MATERIAL TO PROCESS Block Start

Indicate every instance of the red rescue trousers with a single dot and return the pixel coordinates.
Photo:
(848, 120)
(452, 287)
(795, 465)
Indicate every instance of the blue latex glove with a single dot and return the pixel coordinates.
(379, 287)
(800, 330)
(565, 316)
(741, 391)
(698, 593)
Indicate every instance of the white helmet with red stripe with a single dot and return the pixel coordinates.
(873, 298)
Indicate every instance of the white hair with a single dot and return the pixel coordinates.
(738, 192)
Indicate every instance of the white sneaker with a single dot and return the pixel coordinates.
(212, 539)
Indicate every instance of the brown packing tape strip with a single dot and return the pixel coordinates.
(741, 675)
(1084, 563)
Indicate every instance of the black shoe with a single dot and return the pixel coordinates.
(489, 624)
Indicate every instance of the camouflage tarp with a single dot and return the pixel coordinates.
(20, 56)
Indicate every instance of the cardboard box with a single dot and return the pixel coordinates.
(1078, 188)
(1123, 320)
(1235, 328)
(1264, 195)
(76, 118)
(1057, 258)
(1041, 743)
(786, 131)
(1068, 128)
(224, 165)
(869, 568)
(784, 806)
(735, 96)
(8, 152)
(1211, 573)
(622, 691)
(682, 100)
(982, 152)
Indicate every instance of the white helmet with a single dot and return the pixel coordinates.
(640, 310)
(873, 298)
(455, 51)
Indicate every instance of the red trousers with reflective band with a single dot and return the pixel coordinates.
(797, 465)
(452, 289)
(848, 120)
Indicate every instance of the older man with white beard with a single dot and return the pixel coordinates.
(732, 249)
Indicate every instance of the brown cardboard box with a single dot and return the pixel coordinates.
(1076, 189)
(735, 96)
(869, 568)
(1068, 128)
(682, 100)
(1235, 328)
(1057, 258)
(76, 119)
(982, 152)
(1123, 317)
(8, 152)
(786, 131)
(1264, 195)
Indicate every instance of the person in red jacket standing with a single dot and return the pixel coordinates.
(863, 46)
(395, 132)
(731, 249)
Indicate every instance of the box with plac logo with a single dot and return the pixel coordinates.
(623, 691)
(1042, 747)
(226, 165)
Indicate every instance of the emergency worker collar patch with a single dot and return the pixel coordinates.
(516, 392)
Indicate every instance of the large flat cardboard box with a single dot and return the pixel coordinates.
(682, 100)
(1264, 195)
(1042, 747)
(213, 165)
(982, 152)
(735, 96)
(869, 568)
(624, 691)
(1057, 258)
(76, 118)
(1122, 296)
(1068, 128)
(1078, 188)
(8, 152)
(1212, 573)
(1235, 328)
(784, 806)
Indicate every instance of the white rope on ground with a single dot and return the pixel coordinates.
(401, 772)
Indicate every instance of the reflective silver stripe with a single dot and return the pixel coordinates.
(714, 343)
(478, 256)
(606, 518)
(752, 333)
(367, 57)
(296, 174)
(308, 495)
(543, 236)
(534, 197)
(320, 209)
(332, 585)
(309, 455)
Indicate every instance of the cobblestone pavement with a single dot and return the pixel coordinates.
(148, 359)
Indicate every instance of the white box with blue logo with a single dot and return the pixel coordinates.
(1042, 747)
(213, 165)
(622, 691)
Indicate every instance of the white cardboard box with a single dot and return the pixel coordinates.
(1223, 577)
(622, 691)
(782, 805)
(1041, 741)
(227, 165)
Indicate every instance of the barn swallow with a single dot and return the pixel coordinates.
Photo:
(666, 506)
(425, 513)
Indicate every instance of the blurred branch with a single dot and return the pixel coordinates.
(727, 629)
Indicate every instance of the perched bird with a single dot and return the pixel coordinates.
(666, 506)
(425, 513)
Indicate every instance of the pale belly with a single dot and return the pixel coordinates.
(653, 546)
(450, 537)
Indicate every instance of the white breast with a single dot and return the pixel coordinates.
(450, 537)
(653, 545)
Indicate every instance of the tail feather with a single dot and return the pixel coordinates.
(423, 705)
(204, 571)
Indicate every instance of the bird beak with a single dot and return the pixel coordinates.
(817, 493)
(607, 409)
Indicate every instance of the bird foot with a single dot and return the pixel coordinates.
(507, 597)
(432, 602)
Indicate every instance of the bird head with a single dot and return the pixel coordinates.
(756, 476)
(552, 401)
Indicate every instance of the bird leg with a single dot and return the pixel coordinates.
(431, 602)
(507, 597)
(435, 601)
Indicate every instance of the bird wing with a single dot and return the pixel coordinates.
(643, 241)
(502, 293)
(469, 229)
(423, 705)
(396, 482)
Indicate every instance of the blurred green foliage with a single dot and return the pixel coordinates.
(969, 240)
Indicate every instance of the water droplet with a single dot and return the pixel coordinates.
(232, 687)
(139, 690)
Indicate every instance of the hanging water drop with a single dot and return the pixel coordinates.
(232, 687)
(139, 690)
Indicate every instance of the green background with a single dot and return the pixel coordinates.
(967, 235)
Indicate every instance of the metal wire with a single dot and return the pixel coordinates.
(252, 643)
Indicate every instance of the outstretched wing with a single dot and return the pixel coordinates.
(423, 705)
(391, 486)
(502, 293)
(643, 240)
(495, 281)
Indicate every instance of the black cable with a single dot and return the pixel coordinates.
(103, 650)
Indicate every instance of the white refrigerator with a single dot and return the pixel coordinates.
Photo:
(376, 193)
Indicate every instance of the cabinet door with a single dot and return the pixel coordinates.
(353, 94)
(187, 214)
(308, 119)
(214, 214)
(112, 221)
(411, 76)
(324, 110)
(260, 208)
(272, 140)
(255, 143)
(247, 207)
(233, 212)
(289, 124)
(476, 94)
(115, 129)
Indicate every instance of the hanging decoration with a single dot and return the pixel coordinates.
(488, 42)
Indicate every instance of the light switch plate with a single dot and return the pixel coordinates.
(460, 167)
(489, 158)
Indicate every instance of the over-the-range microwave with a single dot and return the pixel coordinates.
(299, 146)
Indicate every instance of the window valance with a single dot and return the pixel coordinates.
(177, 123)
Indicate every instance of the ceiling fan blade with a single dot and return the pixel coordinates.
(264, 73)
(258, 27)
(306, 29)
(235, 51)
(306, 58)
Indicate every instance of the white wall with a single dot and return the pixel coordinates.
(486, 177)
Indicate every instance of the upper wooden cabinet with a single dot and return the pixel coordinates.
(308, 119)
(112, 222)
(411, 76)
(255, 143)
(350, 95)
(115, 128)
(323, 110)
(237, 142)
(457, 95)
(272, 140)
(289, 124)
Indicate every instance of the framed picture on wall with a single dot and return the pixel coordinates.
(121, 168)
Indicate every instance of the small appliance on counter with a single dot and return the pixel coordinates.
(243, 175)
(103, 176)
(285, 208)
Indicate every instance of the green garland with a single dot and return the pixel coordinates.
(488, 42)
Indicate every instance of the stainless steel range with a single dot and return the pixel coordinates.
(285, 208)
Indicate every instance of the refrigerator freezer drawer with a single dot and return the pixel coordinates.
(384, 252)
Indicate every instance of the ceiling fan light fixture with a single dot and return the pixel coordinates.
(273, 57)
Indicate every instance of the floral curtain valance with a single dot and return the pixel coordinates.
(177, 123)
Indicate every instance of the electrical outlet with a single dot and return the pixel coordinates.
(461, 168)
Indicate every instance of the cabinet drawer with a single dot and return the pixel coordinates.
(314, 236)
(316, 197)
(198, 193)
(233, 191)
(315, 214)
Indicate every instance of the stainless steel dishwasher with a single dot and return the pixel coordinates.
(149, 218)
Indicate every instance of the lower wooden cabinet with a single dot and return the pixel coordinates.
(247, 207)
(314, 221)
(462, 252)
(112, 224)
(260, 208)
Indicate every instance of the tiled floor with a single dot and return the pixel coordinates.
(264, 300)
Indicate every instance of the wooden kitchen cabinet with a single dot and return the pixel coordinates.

MATERIAL TO PROCESS Block End

*YOUR ASSIGNMENT:*
Transcribe all of the records exactly.

*RESPONSE BELOW:*
Indicate every instance of the red rescue trousers with a single dot and return the pixel coordinates.
Photo:
(848, 120)
(452, 287)
(795, 465)
Indicate every instance of the blue latex glove with a single dot and return the pixel coordinates.
(379, 287)
(800, 330)
(565, 316)
(741, 391)
(698, 593)
Indicate every instance of the white helmet with red stripe with a single dot and return the pixel coordinates.
(873, 298)
Indicate every instance of the white hair with a single dot and return the pixel coordinates.
(738, 192)
Indicate every instance of the white sneaker with a single dot and return the pixel coordinates.
(212, 539)
Indicate every instance of the brown packing tape strip with a single dot and return the pixel coordinates.
(741, 675)
(1084, 563)
Indicate every instance of the black shoe with a single dot and return the pixel coordinates.
(489, 624)
Indicate every instance of the camouflage tarp with a single dot and return the pixel coordinates.
(20, 56)
Indicate every instance of the cardboard box with a single dot and return the pixel coordinates.
(1078, 188)
(1123, 320)
(1235, 328)
(1264, 195)
(76, 118)
(1057, 258)
(1041, 743)
(786, 131)
(1068, 128)
(224, 165)
(869, 568)
(784, 806)
(735, 96)
(8, 152)
(1211, 573)
(622, 691)
(682, 100)
(982, 152)
Indicate every instance of the white helmet with a single dot and return the pixel coordinates.
(640, 310)
(873, 298)
(455, 51)
Indicate every instance of the red trousers with reflective band with a single dot and return the pixel coordinates.
(797, 465)
(452, 289)
(848, 120)
Indicate every instance of the older man with white beard with a single dot and return the pixel coordinates.
(732, 249)
Indicate every instance of the brown cardboard box with a single dot and return the pixel coordinates.
(1076, 189)
(735, 96)
(869, 568)
(1068, 128)
(682, 100)
(1235, 328)
(1057, 258)
(76, 119)
(982, 152)
(1123, 317)
(8, 152)
(786, 131)
(1264, 195)
Indicate every instance of the person in red jacket standing with a single dot and return the pixel coordinates.
(863, 46)
(395, 132)
(731, 249)
Indicate every instance of the box with plac logo with a single dot and return the pixel coordinates.
(623, 691)
(1042, 747)
(226, 165)
Indicate every instance of the emergency worker collar patch with a single dot and return the pixel coordinates.
(516, 392)
Indicate every instance of the large flat cardboard box with a single dot and return the pixel coordinates.
(682, 100)
(1264, 195)
(1042, 747)
(213, 165)
(982, 152)
(735, 96)
(869, 568)
(624, 691)
(1057, 258)
(76, 118)
(1122, 296)
(1068, 128)
(1078, 188)
(8, 152)
(1212, 573)
(1235, 328)
(784, 806)
Indicate every instance of the white rope on ground with a single dot and return the pixel coordinates.
(401, 772)
Indicate every instance of the reflective silver stripe with a single dot and return the pixel coordinates.
(714, 343)
(478, 256)
(606, 518)
(752, 333)
(367, 57)
(296, 174)
(308, 495)
(543, 236)
(534, 197)
(320, 209)
(332, 585)
(309, 455)
Indicate every instance of the cobblestone pavement with a single dot and return the pixel coordinates.
(148, 359)
Indicate every instance of the white box with blue logo with a single dot and return the pixel coordinates.
(1042, 747)
(213, 165)
(622, 691)
Indicate every instance of the white cardboard box with a single dot and return the pixel coordinates.
(1223, 577)
(622, 691)
(782, 805)
(1041, 741)
(227, 165)
Indicate every instance of the barn swallow with a single dot and return the pixel coordinates.
Photo:
(666, 506)
(425, 513)
Indicate every instance of the blurred branch with a single dot and return the pixel coordinates.
(727, 629)
Indicate every instance of the perched bird with a single dot and return the pixel coordinates.
(666, 506)
(425, 513)
Indicate every instance of the pale belly with a single dot and return the pixel coordinates.
(653, 546)
(450, 537)
Indicate every instance of the white breast with a single dot and return the pixel coordinates.
(450, 537)
(653, 545)
Indicate every instance of the tail feather with a single dot and return the pixel coordinates.
(423, 705)
(204, 571)
Indicate every instance of the bird beak with a single dot and return the pixel coordinates.
(817, 493)
(607, 409)
Indicate every instance of the bird foot with a single dot and return the pixel coordinates.
(507, 597)
(432, 602)
Indicate every instance of the bird head with a single dot and return the pixel coordinates.
(756, 476)
(552, 401)
Indicate every instance of the bird leg with a single dot and return the pixel coordinates.
(431, 602)
(507, 597)
(435, 601)
Indicate every instance of the bird wing with a single dot and return the pixel coordinates.
(643, 241)
(502, 293)
(469, 229)
(423, 705)
(396, 482)
Indicate every instance of the blurred green foliage with a single dot and return the pixel coordinates.
(969, 240)
Indicate every instance of the water droplet with a single dot and return the pixel coordinates.
(232, 687)
(139, 690)
Indicate every instance of the hanging water drop with a single dot and return the pixel coordinates.
(232, 687)
(139, 690)
Indicate every instance of the green background with a single dot and return the pixel coordinates.
(967, 235)
Indicate every instance of the metal wire with a single dot and return the pixel coordinates.
(252, 643)
Indicate every instance of the outstretched wing with a single dot and return the pixel coordinates.
(423, 705)
(391, 486)
(502, 293)
(643, 240)
(495, 281)
Indicate every instance of the black cable with a single dot and return the pixel coordinates.
(103, 650)
Indicate every instance of the white refrigerator with a single dot and return the pixel coordinates.
Photo:
(376, 193)
Indicate every instance of the cabinet door with a single dot and return the pixel coordinates.
(353, 94)
(187, 214)
(308, 119)
(214, 214)
(112, 221)
(411, 76)
(324, 110)
(260, 208)
(272, 140)
(255, 143)
(247, 207)
(233, 212)
(289, 124)
(476, 94)
(115, 129)
Indicate every instance of the hanging decoration with a single dot and return the pixel coordinates.
(488, 42)
Indicate every instance of the light switch plate with a single dot and return the pixel coordinates.
(460, 167)
(489, 158)
Indicate every instance of the over-the-range microwave with a single dot and return the pixel coordinates.
(299, 146)
Indicate every instance of the window valance with a single dot and return the pixel coordinates.
(177, 123)
Indicate every instance of the ceiling fan blade with a single dot and return the pixel coordinates.
(264, 73)
(258, 27)
(306, 29)
(235, 51)
(306, 58)
Indicate every instance of the white wall with a single dot and return the pixel coordinates.
(486, 177)
Indicate every instance of the upper wooden cabinet with a single dot and return the pixel coordinates.
(308, 119)
(112, 222)
(411, 76)
(255, 143)
(350, 95)
(115, 128)
(323, 110)
(237, 142)
(457, 95)
(272, 140)
(289, 124)
Indicate every instance of the framed picture on wall with a single dot and return the pixel coordinates.
(121, 168)
Indicate every instance of the small appliance on counter with a single dot and return the pixel coordinates.
(243, 175)
(103, 176)
(285, 208)
Indicate every instance of the green garland with a single dot and return the pixel coordinates.
(488, 42)
Indicate every instance of the stainless steel range with a single dot and return the pixel coordinates.
(285, 208)
Indicate every instance of the refrigerator freezer drawer with a single dot and return the pixel coordinates.
(384, 252)
Indicate every instance of the ceiling fan light fixture with a single dot and return the pixel coordinates.
(273, 57)
Indicate every instance of the floral curtain valance with a single dot and return the pixel coordinates.
(177, 123)
Indicate every instance of the electrical outlet with a single dot and return the pixel coordinates.
(461, 168)
Indicate every instance of the cabinet drawer with a single dot and return the pixel coordinates.
(314, 236)
(316, 197)
(198, 193)
(233, 191)
(315, 214)
Indicate every instance of the stainless steel dishwasher with a single dot and return the pixel coordinates.
(149, 218)
Indicate every instance of the lower wooden cabinet with a single dot and return the pixel coordinates.
(247, 207)
(314, 221)
(462, 252)
(112, 224)
(260, 208)
Indicate every instance of the tiled floor with a single dot and return the pixel coordinates.
(264, 300)
Indicate every instance of the wooden kitchen cabinet with a single dot and return the pixel coordinates.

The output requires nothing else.